● WHAT YOU SHOULD DO:
Please render the stretch of data from its very start through the line containing "box: [504, 94, 627, 262]" as a JSON list of strings, with one string for each line and blank lines omitted. Include nothing beyond that stretch.

[[ INPUT MATERIAL open ]]

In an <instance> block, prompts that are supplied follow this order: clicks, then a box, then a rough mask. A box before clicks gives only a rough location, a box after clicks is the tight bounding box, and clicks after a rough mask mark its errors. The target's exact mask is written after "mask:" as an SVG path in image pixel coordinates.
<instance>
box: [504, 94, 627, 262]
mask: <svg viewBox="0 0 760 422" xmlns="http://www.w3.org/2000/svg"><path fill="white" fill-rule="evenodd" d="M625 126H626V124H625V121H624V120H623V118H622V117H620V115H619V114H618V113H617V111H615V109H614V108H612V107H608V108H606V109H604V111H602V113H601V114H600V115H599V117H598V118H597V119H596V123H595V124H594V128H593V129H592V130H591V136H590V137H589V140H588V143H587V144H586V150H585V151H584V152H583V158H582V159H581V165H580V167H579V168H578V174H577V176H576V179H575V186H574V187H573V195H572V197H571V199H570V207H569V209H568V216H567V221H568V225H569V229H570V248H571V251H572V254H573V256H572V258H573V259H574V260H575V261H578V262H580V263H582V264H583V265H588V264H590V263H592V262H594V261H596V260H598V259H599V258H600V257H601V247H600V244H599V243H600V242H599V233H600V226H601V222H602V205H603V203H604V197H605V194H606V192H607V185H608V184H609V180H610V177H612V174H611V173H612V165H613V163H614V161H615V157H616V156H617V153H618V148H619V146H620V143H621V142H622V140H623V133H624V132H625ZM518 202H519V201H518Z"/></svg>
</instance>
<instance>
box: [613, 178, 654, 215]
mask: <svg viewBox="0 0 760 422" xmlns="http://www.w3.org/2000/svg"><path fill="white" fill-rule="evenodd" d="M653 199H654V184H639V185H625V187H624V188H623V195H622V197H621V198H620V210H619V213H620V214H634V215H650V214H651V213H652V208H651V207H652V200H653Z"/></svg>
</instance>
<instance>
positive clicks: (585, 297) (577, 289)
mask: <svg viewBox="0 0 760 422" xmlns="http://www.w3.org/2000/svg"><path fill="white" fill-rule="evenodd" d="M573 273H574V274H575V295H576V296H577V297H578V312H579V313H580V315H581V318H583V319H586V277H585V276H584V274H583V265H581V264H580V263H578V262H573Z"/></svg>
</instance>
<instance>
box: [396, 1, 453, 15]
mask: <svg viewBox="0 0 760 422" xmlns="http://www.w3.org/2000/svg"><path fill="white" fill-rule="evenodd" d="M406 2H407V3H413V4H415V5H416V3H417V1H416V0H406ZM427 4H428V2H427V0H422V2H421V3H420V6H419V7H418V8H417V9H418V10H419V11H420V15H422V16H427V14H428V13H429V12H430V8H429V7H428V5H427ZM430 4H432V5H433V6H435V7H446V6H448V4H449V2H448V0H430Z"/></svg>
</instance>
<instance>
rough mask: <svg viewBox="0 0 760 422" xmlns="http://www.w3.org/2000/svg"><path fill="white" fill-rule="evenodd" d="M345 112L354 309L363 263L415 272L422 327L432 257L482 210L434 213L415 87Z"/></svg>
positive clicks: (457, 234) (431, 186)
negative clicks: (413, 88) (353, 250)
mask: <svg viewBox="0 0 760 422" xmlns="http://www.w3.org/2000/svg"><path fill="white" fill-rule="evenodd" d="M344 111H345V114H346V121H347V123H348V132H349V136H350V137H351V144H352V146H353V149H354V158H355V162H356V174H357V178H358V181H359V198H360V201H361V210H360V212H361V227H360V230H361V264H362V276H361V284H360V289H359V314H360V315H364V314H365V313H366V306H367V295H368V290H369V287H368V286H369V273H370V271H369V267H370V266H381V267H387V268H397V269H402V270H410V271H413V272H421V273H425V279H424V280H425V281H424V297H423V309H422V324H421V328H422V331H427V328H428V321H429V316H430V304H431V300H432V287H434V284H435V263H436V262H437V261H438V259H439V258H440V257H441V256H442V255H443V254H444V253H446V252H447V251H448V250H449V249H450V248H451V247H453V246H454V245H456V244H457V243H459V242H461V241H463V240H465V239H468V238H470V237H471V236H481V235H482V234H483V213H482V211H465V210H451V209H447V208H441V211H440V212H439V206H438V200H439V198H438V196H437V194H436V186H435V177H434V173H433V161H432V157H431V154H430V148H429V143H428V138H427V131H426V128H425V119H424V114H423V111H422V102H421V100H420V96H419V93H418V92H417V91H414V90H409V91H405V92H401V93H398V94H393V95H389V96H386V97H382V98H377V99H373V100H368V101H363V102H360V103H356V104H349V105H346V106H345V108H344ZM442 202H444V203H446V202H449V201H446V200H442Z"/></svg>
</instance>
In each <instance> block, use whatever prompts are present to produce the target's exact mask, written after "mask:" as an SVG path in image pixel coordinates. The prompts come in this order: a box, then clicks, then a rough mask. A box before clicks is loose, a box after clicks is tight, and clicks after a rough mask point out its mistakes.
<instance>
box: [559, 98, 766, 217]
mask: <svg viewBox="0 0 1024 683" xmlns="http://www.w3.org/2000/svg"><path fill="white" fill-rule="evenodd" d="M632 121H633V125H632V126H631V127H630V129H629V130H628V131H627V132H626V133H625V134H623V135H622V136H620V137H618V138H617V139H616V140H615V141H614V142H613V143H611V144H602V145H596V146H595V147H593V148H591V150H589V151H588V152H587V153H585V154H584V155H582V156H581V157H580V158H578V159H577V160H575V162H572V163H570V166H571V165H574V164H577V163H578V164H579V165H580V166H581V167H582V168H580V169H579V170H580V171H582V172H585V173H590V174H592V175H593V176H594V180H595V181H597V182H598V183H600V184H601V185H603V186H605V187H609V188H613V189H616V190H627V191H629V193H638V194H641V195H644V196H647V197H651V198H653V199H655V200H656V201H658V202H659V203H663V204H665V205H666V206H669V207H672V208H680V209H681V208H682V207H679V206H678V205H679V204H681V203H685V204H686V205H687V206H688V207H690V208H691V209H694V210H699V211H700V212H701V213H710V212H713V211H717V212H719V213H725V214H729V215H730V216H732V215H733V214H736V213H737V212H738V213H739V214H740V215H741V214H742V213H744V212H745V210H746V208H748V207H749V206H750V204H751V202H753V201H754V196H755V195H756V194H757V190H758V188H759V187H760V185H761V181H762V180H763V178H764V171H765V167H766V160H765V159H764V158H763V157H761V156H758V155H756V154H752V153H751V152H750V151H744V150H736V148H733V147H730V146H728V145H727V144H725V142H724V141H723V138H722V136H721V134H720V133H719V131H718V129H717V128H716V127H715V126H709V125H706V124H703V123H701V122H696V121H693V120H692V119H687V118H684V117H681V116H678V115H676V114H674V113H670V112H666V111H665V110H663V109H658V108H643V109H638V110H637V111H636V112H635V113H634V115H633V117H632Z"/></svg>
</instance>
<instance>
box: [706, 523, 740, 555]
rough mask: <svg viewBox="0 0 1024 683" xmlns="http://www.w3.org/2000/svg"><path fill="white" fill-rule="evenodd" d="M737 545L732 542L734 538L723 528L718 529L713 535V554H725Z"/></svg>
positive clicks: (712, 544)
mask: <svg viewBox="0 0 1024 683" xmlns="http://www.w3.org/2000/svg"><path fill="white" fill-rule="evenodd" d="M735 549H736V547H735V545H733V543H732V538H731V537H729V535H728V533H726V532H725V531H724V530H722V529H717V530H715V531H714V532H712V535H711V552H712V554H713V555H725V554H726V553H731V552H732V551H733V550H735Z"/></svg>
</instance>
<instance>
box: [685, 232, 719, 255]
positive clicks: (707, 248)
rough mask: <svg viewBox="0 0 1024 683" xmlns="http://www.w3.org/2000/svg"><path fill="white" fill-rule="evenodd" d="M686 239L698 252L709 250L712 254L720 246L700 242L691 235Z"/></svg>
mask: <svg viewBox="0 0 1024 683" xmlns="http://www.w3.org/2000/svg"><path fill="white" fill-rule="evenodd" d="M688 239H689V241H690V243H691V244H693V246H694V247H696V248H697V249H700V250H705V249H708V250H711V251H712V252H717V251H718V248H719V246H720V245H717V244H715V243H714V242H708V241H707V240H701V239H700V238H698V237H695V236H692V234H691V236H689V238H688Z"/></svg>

[[ INPUT MATERIAL closed ]]

● TASK ANSWER:
[
  "In an <instance> block, prompts that are supplied follow this order: clicks, then a box, then a rough mask. A box before clicks gives only a rough location, a box after clicks is the tight bounding box, and clicks after a rough mask mark its errors. The target's exact mask is written after \"mask:\" as an SVG path in image pixel coordinates.",
  "<instance>",
  "box: [504, 94, 627, 262]"
]